BEGIN Excerpt

My first Leica, from 1936, I can't believe this is almost 80 years old (at this writing, 2015) because despite some wear and brassing, it performs like a champ and the inside parts look great. It is what is known as a "war time" Leica and who knows what stories it could tell?
I got it on eBay for a good deal as it was sold 'as-is' due to sluggish slow speeds and maybe 1/500 and 1/1000 not "showing a slit" but indeed firing. The Vulcanite was intact but has a redding oxidation to it. I got an almost perfect match lens for it, a 1936 Summar 5cm 1:2 with equal brassing and aging. It has some haze but no scratches and pitting or fungus.
UPDATE: 2/10/15, I have a new 5cm Summitar 1:2 (10 blade) from 1950 with an almost perfect clear lens. A much better lens, condition and build wise. The Summar was sold.
Here is a photo taken with this camera and the Summitar
I found several places online telling how to clean the slow speed escapement and couldn't believe how simple it sounded but indeed it was very simple on this model. The slow speed escapement can be worked on by simply removing the lens, taking the bottom film plate off and removing 2 screws. On the later models, you must do an almost total teardown and remove the outer shell to even get at the SPE.

END Excerpt

§ What is needed
Pick up the account of the 1936 Leica after its final sentence and write the next part. The rows that come next can be set aside.

BEGIN Data extract

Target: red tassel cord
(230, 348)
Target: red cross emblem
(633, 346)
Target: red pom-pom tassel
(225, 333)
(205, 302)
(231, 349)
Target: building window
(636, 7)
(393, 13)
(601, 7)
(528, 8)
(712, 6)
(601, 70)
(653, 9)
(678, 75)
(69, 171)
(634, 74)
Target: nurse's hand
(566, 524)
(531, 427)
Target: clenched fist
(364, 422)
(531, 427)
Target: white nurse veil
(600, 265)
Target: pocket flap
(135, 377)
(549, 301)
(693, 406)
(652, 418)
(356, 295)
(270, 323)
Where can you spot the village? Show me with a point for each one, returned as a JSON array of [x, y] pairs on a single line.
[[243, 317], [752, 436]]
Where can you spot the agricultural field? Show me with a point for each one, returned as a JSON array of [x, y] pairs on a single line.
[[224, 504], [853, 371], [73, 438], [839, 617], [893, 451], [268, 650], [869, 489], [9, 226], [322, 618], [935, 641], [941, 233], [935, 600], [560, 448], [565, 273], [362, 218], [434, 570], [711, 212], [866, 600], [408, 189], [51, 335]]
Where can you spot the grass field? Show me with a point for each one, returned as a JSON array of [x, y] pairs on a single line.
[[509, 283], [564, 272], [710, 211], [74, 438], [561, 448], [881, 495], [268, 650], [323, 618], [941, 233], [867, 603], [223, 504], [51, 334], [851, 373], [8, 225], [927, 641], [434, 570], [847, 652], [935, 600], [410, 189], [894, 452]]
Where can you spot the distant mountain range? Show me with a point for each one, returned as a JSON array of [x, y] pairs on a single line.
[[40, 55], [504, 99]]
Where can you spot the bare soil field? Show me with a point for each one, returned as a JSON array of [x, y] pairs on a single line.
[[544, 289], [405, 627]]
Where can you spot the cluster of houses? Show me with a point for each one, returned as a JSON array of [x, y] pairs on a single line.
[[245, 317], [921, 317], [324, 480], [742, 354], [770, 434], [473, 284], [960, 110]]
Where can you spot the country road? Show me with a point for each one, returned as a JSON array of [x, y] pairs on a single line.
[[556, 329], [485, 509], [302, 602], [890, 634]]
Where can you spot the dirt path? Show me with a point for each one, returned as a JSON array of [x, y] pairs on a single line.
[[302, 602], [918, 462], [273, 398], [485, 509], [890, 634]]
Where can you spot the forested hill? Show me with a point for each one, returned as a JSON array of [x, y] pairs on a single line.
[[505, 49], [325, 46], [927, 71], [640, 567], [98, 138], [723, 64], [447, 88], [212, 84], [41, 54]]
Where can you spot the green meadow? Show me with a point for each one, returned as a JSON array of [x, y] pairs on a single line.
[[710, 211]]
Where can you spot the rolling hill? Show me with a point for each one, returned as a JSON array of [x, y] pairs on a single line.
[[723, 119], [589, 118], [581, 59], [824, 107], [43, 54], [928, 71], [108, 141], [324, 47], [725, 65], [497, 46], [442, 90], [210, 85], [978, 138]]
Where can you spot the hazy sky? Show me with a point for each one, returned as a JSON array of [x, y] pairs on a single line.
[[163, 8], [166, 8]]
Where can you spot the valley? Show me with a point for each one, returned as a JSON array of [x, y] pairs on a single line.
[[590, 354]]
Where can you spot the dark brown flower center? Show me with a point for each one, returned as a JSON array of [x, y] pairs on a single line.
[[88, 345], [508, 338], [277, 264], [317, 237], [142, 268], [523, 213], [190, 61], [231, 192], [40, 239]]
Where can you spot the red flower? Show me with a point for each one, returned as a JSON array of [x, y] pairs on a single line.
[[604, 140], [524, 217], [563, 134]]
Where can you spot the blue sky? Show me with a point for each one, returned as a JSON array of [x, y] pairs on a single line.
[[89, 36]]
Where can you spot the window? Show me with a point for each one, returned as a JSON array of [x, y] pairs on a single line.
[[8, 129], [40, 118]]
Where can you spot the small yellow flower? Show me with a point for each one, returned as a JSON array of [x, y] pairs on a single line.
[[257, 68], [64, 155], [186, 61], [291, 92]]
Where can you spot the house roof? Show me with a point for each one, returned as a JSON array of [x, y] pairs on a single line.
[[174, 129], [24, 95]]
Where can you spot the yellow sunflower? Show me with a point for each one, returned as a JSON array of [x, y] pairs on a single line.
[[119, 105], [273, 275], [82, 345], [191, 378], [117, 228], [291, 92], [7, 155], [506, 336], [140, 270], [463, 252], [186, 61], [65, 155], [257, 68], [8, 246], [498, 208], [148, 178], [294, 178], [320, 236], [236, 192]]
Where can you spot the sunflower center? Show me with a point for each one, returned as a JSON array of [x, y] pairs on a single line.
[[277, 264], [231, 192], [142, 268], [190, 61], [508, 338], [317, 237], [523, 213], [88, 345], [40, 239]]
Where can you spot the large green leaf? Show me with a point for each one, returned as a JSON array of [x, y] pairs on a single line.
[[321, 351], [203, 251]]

END Data extract

§ Expected answer
I went on and did a semi-total teardown to do a CLA. When the outer shell was removed, that's when you can shine a light (florescent) through the shutter to see if it is performing correctly.
All speeds looked good except the 1/500 had just a tiny bit of light on one edge and the 1/1000 speed had no light at all. After taking the top plate off and investigating the Timing Mechanism, I noticed a post leaning, the post was touching the closing curtain release lever. I touched it and it wiggled, it was loose. I tightened and the shutter came to life on all speeds.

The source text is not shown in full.